*** Provided text Section Begins ***

Amount Variety AA Use Time IBU
1 oz Styrian Golding 5.5% Boil 60 min 25
1 oz Saaz 3.5% Boil 30 min 6

Yeast

WY3726 -- Farmhouse Ale or your favorite saison strain. 

Process

  • Single infusion rest at 146F for 60 minutes
  • Boil and add hops
  • Chill to 80F
  • Pitch healthy yeast into oxygenated wort and ferment at 80F for 2-3 weeks, or until gravity is stable. It should finish very low, between 1.000 and 1.006
  • Bottle condition to 3.0 volumes of CO2 in thick-walled glass bottles

Tips and Tricks

Brewing great saison beers may take some experimenting to get them exactly the way you like. Here are some tips we’ve picked up over the years.

  • Fermentation temperature is critical: If you can’t ferment hot (80F+), consider building a fermentation chamber or brewing your Saisons only in summer.
  • Conditioning makes a considerable difference: Most saison gets better with age. If you’re not happy with a beer, let it condition at cellar temperatures for 2-3 months and check again. It may taste completely different!
  • Let the yeast do the talking: Keep recipes simple by limiting the number of different malts and hops. Focus on pitching healthy yeast, giving the wort lots of oxygen, and fermenting it warm. An expressive yeast character will set your saison apart from the rest.
  • Keep your equipment clean: Be sure to clean your brewing equipment very thoroughly after brewing with saison yeast. Check out our guide on cleaning and sanitation. Many saison strains are diastaticus. This type of yeast is smaller in cell size and more difficult to completely clean than typical saccharomyces. If you notice that your other beers’ final gravity is too low, you may want to consider separate equipment for your Saisons and your other beers.
  • Use a 60 minute boil: Traditional saison used to be boiled for two hours or more. With today’s malt, you can easily get by with a 60-minute boil to drive off any risk of DMS.
  • Dial-in hop bitterness: Bitterness can range from 20 IBU to 50+ for certain Saisons. Experimentation is vital to find out your preferred balance. A good number to start with is 30 IBU.
  • Control tartness: If using yeast blends with lactobacillus, contain the sourness by upping the IBUs. Many lactobacillus strains are intolerant to hop bitterness. If you find your mixed culture beers are becoming too acidic, consider bumping up your IBUs by 5 to 10.
  • Experiment: We’ve only talked about pale saison beer so far. But why not add some roasted or dark malts to create new and exciting flavors? The saison style is very versatile and accommodating for experiments. Herbs, fruit, and spices are also fun to play around with.

*** Provided text Section Ends ***
*** Source information Section Begins ***

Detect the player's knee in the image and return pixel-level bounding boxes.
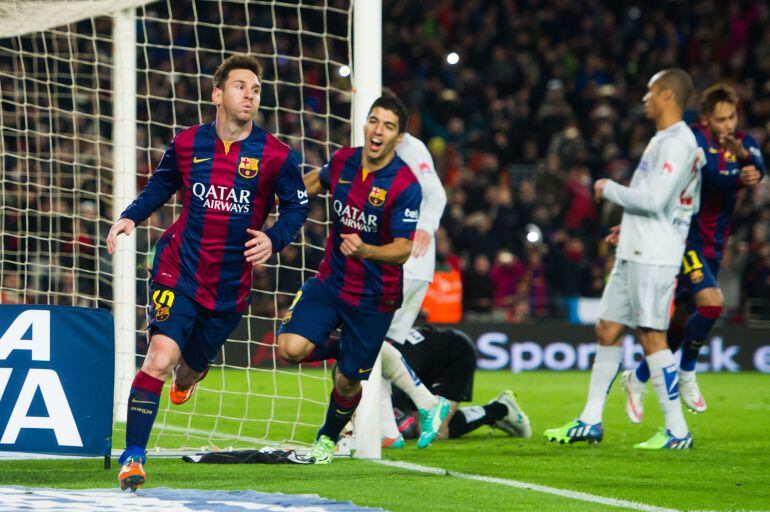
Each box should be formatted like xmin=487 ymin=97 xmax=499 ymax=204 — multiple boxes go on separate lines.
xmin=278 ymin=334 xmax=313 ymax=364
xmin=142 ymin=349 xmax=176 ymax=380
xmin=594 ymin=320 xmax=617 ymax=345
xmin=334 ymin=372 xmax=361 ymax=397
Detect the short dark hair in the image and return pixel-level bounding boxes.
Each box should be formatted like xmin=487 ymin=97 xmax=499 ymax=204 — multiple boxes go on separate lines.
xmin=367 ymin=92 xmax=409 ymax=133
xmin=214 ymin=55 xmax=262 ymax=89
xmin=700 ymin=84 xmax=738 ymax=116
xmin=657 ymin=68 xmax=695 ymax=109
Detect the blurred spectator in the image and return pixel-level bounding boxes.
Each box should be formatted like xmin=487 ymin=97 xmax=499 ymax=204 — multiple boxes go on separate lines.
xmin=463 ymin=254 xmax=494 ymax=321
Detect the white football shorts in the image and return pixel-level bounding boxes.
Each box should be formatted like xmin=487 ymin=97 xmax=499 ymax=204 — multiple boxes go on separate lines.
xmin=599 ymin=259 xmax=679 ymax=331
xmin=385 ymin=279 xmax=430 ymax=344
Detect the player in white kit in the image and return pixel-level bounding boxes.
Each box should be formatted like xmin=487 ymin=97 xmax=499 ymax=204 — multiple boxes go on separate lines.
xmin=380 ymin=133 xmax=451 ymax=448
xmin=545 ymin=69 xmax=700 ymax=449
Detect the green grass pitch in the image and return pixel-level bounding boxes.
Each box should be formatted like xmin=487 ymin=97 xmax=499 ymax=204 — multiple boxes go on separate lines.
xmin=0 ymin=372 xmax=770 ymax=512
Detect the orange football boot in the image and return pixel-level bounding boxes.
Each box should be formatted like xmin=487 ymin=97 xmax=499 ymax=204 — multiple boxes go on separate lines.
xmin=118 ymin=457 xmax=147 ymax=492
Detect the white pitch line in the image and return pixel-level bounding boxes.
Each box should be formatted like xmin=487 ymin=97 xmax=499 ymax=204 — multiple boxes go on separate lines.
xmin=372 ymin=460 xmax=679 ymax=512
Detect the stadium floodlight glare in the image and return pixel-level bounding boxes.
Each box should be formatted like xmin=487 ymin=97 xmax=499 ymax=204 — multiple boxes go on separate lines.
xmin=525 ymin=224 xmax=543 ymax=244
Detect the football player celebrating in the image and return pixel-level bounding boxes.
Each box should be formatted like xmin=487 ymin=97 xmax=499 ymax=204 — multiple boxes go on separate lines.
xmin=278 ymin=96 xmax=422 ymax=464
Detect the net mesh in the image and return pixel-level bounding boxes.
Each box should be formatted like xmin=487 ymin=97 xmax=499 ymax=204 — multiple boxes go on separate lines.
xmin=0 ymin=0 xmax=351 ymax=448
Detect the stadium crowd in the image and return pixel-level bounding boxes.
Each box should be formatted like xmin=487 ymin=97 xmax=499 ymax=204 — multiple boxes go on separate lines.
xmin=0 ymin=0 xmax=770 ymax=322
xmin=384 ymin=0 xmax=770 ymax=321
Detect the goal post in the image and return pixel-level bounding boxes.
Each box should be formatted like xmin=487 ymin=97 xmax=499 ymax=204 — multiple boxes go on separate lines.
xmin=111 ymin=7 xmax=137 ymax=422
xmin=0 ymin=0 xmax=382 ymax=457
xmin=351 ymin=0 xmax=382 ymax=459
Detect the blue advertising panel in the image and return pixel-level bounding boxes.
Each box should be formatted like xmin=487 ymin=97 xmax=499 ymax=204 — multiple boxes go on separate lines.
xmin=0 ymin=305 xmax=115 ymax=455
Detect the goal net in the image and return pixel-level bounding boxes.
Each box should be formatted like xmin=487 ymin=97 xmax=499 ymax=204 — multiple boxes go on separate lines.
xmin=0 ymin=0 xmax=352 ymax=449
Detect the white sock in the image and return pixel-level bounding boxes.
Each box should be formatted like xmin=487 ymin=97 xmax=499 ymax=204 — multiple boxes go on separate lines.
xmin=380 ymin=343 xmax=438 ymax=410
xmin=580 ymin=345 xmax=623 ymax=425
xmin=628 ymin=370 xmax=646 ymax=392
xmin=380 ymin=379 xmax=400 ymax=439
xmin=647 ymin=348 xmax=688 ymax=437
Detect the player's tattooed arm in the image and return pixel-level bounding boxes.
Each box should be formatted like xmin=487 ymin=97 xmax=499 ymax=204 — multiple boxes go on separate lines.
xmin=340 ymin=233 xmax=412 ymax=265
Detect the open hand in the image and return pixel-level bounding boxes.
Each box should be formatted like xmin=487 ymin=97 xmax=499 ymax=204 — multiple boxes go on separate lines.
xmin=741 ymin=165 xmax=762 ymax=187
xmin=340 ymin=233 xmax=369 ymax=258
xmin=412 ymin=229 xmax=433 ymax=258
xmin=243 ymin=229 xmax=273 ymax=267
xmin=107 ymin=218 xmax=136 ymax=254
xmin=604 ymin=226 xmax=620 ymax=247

*** Source information Section Ends ***
*** Source information Section Begins ***

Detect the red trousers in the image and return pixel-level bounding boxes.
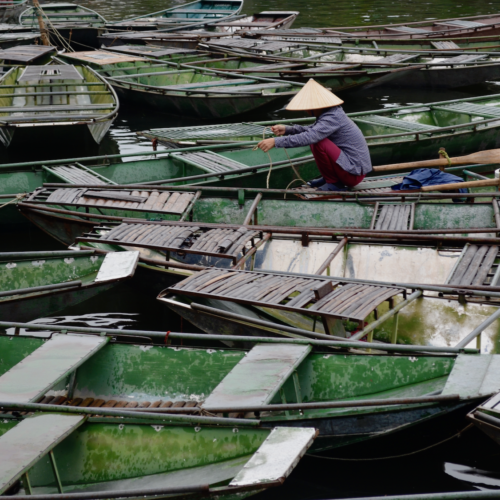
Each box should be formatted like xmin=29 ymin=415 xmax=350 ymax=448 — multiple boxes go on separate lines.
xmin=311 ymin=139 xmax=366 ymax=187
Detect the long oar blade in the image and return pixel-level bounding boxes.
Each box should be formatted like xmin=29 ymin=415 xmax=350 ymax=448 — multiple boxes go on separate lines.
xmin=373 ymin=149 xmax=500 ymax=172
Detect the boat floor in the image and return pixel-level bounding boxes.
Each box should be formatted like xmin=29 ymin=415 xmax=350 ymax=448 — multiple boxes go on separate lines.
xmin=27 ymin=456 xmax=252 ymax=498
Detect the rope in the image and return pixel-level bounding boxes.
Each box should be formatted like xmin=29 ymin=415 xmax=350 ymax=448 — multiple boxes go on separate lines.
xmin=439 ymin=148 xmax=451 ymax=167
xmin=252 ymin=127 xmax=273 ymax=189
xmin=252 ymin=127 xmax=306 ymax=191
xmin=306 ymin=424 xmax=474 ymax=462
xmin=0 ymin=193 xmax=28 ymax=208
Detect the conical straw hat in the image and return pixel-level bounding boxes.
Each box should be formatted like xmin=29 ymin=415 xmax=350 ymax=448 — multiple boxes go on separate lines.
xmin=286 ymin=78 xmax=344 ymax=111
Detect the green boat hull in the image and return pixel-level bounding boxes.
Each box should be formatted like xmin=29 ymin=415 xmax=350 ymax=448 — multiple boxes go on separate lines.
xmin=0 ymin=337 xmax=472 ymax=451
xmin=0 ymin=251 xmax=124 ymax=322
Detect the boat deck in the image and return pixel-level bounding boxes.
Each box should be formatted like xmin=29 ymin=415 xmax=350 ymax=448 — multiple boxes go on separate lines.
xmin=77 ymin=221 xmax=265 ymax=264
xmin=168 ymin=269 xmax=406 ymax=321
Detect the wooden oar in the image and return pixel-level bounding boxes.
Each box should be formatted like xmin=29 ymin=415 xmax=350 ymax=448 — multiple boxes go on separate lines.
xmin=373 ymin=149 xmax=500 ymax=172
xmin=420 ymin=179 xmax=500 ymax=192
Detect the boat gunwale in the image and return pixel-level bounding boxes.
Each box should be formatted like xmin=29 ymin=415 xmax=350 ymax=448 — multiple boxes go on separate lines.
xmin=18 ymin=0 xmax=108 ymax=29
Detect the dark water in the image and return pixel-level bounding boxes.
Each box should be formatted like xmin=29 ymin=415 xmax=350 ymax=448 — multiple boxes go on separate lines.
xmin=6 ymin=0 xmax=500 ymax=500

*** Source information Section Ends ***

Activities:
[1] Quote the saison recipe word for word, starting at "Tips and Tricks" and stopping after "only in summer.".
[2] Extend the saison brewing guide beyond its last sentence.

Your responses:
[1]
Tips and Tricks

Brewing great saison beers may take some experimenting to get them exactly the way you like. Here are some tips we’ve picked up over the years.

  • Fermentation temperature is critical: If you can’t ferment hot (80F+), consider building a fermentation chamber or brewing your Saisons only in summer.

[2]
  • Controversial opinion: Use green glass bottles. Almost all Belgian and French Saisons are bottled in green glass. The slight light-struck flavor is traditional in saison and, in this brewer’s opinion, desirable.

Final Thoughts

Saison is a unique beer style. Open for interpretation, yet bound by traditions and rough guidelines, it’s a difficult concept to box in. A great saison is refreshing, complex, and easy to drink. It’s the kind of beer you want to have after a long day’s work but also share with beer-nerds and wine drinkers. Saison threads many needles.

Brewing a saison is a straightforward process. By following some basic techniques, you’ll be brewing amazing beer that could make a Belgian tear up. Focus on dry, rustic, balanced flavors to get you the results you’re searching for.

Good luck brewing and santé!

Frequently Asked Questions

What is the difference between a farmhouse ale and a saison?

The term farmhouse ale has grown synonymous with saison. In reality, farmhouse ale refers to a much more comprehensive range of beers, styles, and geographic regions.

Phil Markowski’s widely popular and influential 2004 book Farmhouse Ales helped make the term common in craft beer. Ever since, Belgian and French Saisons have almost interchangeably been referred to as farmhouse ale.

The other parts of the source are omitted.